• _Stated problem_:
Copy the data from the line containing "Expected: one point per instance of the ceiling tile" through the end, substituting "ceiling panel" for each "ceiling tile" and changing nothing else.

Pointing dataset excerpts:
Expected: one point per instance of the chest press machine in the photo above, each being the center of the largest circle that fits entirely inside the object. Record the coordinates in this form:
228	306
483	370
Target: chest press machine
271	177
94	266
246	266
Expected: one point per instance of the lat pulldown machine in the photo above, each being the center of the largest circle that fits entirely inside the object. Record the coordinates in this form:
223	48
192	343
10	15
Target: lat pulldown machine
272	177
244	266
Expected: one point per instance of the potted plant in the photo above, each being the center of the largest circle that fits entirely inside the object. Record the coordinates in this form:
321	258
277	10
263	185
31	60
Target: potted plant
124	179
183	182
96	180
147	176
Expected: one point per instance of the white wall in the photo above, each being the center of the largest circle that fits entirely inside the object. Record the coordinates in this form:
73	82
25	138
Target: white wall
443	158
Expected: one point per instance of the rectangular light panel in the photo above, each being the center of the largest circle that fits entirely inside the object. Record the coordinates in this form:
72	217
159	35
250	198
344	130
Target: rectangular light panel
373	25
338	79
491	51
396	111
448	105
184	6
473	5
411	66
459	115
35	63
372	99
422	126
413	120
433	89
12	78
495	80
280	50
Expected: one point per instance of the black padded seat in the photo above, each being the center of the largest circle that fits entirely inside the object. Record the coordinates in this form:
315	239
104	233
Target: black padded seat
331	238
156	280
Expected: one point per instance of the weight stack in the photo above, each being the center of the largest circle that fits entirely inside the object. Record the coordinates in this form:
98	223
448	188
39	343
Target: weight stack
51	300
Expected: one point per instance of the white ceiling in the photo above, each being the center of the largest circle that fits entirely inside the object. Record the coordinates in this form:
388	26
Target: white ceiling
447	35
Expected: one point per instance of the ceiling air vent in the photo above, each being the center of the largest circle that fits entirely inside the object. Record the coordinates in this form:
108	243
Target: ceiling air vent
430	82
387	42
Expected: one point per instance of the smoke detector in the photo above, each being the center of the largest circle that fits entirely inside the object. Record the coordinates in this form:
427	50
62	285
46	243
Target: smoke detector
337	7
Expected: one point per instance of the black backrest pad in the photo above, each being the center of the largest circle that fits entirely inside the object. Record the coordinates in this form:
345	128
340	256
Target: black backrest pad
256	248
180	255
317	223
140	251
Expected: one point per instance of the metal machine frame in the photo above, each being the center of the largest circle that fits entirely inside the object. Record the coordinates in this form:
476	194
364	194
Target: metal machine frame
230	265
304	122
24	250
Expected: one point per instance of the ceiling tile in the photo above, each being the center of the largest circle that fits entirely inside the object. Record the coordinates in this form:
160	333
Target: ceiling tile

• _Task result_:
Expected: one point per instance of the ceiling panel in the photo above, each being the center of the largest circle that fits entirely inside the object. Record the coordinates in this form:
160	333
Target: ceiling panel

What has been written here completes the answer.